*** Opening of RECORDED DATA ***

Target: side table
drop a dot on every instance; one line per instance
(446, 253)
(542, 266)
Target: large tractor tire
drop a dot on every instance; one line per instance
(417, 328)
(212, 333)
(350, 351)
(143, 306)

*** Close of RECORDED DATA ***

• _ABOUT THIS EXERCISE_: Among the records above, determine how many lines contain "Target", then report the number only.

• _SOLVED PROBLEM_: 2